### GOAL OF THE EXERCISE
Tally the lines in the entries below that contain the string "curtain". Case counts. Reply with the number alone.

### RECORD EXCERPTS
((

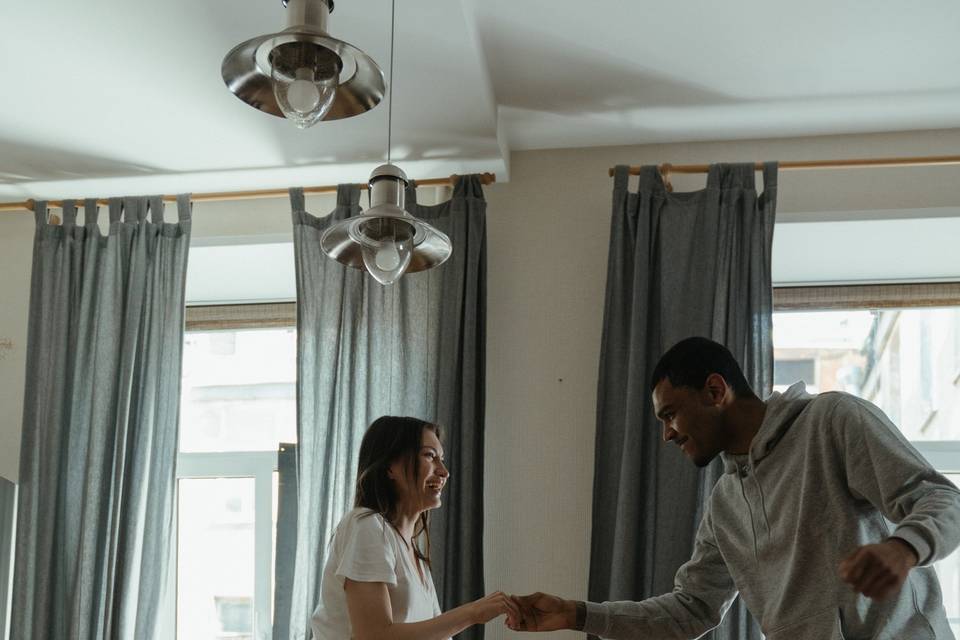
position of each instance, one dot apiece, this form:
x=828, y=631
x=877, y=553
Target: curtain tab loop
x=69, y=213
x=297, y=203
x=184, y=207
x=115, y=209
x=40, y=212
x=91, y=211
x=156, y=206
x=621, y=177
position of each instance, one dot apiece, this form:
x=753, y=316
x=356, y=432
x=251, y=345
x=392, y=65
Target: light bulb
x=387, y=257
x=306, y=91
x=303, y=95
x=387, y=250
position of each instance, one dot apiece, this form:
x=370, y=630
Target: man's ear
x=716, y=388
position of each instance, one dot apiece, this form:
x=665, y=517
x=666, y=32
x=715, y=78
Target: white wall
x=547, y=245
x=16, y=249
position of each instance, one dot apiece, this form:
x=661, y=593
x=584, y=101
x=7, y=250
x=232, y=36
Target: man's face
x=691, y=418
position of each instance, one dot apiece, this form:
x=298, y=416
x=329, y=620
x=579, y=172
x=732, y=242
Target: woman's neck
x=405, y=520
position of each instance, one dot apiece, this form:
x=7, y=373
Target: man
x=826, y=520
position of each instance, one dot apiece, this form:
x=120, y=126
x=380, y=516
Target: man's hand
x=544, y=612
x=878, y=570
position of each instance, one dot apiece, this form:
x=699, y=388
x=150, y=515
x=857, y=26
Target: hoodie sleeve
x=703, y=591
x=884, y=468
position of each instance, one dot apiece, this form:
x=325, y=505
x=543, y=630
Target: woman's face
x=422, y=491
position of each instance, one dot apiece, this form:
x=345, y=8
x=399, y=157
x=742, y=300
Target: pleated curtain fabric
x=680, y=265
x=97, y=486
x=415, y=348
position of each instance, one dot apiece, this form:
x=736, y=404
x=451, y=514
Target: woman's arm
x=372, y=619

))
((

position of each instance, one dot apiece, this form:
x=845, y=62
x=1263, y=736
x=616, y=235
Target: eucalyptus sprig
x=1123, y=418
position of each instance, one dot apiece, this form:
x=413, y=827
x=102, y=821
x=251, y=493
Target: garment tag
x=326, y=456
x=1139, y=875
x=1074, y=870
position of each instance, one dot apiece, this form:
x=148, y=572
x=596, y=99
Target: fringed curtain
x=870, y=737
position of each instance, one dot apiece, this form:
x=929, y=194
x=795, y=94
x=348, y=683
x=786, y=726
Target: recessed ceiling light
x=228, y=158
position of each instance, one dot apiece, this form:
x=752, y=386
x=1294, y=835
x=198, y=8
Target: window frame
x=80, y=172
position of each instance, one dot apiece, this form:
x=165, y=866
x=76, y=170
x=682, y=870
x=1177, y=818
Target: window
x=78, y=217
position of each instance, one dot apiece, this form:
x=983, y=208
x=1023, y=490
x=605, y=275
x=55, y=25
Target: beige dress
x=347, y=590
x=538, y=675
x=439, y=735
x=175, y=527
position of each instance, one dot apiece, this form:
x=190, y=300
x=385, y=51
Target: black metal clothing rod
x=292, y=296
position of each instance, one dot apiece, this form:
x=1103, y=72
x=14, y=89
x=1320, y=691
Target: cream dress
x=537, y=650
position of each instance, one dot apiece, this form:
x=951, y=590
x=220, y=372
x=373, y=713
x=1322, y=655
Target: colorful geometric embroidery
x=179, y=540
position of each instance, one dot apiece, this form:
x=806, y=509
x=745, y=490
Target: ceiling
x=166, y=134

))

### ANSWER FOR THIS EXERCISE
3